◆ WORK TO COMPLETE
Below is a block of records; repeat all of them exactly.

(Some records)
____________________
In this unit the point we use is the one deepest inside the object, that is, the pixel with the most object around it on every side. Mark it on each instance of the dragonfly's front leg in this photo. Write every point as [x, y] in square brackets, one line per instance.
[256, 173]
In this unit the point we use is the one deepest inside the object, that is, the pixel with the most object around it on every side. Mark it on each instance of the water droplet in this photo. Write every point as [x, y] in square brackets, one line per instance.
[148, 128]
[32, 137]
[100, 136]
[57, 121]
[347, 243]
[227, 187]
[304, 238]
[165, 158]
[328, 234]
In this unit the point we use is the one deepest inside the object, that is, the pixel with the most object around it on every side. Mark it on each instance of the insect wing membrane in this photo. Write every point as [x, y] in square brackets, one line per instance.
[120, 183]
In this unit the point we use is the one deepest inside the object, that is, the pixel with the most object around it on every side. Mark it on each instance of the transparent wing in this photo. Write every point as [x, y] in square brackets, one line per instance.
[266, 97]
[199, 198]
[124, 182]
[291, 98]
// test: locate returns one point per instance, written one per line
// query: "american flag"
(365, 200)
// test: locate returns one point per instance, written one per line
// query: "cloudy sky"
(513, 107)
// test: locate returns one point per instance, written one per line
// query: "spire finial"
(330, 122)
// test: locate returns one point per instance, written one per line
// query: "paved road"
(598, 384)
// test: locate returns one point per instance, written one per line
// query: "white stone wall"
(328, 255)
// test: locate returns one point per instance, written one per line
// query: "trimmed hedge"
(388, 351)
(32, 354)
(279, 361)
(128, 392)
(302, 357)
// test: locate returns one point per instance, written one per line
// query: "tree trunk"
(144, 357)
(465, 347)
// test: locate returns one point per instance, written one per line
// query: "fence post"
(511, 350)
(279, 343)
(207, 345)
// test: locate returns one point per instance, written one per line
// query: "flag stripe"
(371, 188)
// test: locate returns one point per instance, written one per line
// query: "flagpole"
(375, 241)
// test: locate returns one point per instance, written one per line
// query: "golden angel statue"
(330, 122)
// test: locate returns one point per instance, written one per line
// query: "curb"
____________________
◆ RESULT
In this unit the point we use is the one deepest inside the object, that is, the pixel with the most object around it on every side. Mark it on each instance of the dragonfly's front leg in this photo. Write every point as [x, y] in square brackets, one line per instance.
[256, 173]
In this unit the point we use is the one deepest inside the object, that is, the pixel with the most object around it on every side. Mark it on each instance of the water droplet in this photo. Write every point as [x, y] in square brackets, one line per instance.
[148, 128]
[32, 137]
[100, 136]
[57, 121]
[347, 243]
[227, 187]
[304, 238]
[165, 158]
[328, 234]
In this unit the point we use is the one deepest inside the object, that is, the pixel with the most object around it on every side. Mark it on each instance of the insect wing membrane in this photo. Write every point as [x, y] in square brackets, one line per instance.
[120, 183]
In this unit the point we use is the one deepest inside the object, that is, the pixel with the most object around it on every side. Mark it on each instance of the transparent wing in this photo. Write every point as [x, y] in square brackets, one line per instance.
[266, 97]
[199, 198]
[124, 182]
[291, 98]
// test: locate returns one point per instance, written one per line
// query: "american flag"
(365, 200)
// test: locate returns one point per instance, written one per line
// query: "cloudy sky"
(513, 107)
// test: locate returns one point per instance, written one per line
// query: "spire finial"
(330, 122)
// test: locate returns one point per instance, written one per line
// query: "paved road"
(598, 384)
// test: locate returns one point per instance, written one per line
// query: "white stone wall"
(328, 255)
// test: locate returns one point per instance, written one per line
// query: "trimmed hedge"
(388, 351)
(32, 354)
(279, 361)
(128, 392)
(302, 357)
// test: locate returns one point per instance, written one per line
// query: "tree trunk"
(144, 357)
(465, 347)
// test: locate returns one point per instance, written one per line
// query: "fence post"
(511, 350)
(279, 343)
(207, 345)
// test: locate returns one point per instance, written one per line
// query: "flag stripe"
(371, 188)
// test: locate returns one point per instance, written one per line
// query: "flagpole"
(375, 241)
// test: locate returns one point per instance, written one per line
// query: "golden angel statue"
(330, 122)
// test: locate returns one point per instance, written one per line
// query: "curb"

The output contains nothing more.